═════ Document excerpt ═════
On the other hand, high-field NMR spectroscopy in solution state is one of the most important techniques for probing intermolecular interactions. NMR spectroscopy detects and reveals protein-ligand interactions with a large range of affinities, and it is widely used in pharmaceutical research to identify hits from compound library screening in drug discovery (Pellechia et al., 2008 Peng et al., 2004 Goldflam et al., 2012).
Protein–ligand complexes are analysed using the so-called protein-observed and ligand-observed NMR experiments in which the NMR parameters of the protein and the ligand, respectively, are compared in their free and bound states. In particular, ligand-observed methods are not limited by the protein molecular size and therefore have great applicability for analysing protein–ligand interactions. The use of these NMR techniques has considerably expanded in recent years, both in chemical biology and in drug discovery.
In protein-observed methods, the chemical shift perturbations of the protein resonances observed upon ligand addition are identified to localize the ligand binding site. This enables one to immediately distinguish specific from non-specific binding. The 3D structure of the protein-ligand complex can be resolved via heteronuclear experiments performed on isotopically labelled (13C, 15N, 2H) protein samples. The structure resolution requires molecular dynamics calculations with experimental NMR restraints resulting from chemical shifts, scalar couplings, nuclear Overhauser effects (NOEs), paramagnetic interactions or residual dipolar couplings (Kay, 2011 Billeter et al., 2008Cavanagh et al.,1995).
The major drawbacks are the experimental time and the need for a highly stable and soluble protein. In addition, these methods are limited in routine practice to proteins with low molecular masses (less than 30 kDa) to avoid great effort with regard to both labelling strategies and resonance assignment.
═════ Entries provided ═════
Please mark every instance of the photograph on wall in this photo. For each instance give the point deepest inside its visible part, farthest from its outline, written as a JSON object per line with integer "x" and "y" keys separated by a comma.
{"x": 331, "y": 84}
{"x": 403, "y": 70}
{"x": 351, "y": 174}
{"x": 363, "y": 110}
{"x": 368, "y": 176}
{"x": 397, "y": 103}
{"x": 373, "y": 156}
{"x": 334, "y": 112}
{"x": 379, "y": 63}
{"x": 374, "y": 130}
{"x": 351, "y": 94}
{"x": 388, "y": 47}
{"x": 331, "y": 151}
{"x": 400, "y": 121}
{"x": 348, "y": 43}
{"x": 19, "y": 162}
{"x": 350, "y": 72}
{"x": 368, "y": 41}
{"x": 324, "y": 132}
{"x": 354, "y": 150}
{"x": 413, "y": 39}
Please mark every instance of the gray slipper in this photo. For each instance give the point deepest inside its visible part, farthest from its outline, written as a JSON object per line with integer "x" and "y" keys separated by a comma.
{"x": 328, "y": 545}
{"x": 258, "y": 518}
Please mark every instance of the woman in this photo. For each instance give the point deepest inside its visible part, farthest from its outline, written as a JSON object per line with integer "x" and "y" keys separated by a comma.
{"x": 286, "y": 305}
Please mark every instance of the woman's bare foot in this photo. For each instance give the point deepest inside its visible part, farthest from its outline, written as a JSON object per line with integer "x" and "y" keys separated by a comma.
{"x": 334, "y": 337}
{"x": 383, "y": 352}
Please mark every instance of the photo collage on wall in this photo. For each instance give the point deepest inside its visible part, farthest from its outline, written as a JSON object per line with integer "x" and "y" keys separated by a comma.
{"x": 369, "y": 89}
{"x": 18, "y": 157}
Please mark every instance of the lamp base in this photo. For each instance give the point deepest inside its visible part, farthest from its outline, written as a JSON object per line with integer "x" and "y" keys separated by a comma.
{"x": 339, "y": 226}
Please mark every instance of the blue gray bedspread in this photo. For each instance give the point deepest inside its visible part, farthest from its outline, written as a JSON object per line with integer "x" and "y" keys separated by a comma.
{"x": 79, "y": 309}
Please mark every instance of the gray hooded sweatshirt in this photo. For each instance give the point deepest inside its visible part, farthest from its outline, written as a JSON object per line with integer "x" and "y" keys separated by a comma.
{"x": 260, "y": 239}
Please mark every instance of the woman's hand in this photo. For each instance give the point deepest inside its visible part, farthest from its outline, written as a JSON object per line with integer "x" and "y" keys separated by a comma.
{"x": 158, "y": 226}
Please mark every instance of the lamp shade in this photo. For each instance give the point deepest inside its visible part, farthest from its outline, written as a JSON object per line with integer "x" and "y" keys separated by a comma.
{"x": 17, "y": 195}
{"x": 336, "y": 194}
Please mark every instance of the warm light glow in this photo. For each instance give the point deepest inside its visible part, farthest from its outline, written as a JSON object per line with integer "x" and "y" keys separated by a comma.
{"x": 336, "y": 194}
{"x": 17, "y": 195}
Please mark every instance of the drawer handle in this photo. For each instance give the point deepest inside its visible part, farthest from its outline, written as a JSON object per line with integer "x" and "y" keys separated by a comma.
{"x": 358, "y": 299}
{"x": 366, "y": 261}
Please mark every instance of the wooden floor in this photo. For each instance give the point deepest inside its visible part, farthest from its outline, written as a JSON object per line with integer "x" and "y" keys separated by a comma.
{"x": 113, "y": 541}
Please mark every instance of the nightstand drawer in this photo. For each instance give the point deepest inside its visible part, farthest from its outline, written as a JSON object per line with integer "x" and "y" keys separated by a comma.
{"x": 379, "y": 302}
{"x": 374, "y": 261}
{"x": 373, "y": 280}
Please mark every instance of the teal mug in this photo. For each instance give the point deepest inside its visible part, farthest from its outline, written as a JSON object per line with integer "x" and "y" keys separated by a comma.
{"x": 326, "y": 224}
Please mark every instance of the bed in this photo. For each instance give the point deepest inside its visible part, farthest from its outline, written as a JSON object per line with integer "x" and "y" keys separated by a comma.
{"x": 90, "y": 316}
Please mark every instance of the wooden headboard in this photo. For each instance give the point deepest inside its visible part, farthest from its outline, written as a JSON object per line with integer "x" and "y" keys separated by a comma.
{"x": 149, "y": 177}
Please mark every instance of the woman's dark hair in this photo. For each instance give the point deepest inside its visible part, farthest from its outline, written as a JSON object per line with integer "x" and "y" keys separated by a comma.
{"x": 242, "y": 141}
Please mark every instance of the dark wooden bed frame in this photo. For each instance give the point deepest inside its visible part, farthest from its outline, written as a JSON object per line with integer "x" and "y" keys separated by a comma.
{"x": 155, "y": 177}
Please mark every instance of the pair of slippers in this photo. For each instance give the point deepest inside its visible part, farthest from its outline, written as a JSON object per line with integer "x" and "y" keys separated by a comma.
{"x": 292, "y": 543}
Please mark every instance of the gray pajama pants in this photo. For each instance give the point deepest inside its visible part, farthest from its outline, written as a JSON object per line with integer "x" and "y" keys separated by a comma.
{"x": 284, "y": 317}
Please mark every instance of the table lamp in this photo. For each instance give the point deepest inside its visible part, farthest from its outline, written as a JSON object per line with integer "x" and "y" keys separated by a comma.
═════
### Questions on the material
1/ List the sources of experimental NMR restraints that the NMR passage names for calculating the structure of a protein-ligand complex.
2/ Rewrite the paragraph of the NMR passage that begins "The major drawbacks are" as a short bulleted list.
3/ Pick up the NMR passage after its last sentence and write the next paragraph.

### Responses in order
1/
- chemical shifts
- scalar couplings
- nuclear Overhauser effects (NOEs)
- paramagnetic interactions
- residual dipolar couplings

2/
Drawbacks of protein-observed methods:
- long experimental time
- need for a highly stable, soluble protein
- in routine practice, limited to proteins under 30 kDa, to avoid great effort with labelling strategies and resonance assignment

3/
NMR parameters such as transverse, longitudinal, and cross-relaxation rates strongly depend on the molecular rotational correlation time τc, which is directly related to the molecular weight. Ligand-based NMR experiments rely on the modification of such size-sensitive NMR parameters for the ligand in the presence of a protein receptor (Peng et al., 2004Meyer & Peters, 2003).
Considering a diffusion controlled protein-ligand binding of weak to moderate affinity (dissociation constant, KD, typically between 10-8and 10-3 M), the association-dissociation process is fast within the chemical shift time-scale, so that the NMR parameters observed are a simple population-weighted average between the free and bound states. In contrast to protein-observed experiments, ligand-observation is more sensitive with larger receptors and do not require the use of isotopically labelled proteins. Ligand-based methods can be used for the detection of interactions and the measurement of protein–ligand affinities, and can also provide pertinent structural information on the protein–ligand complexes.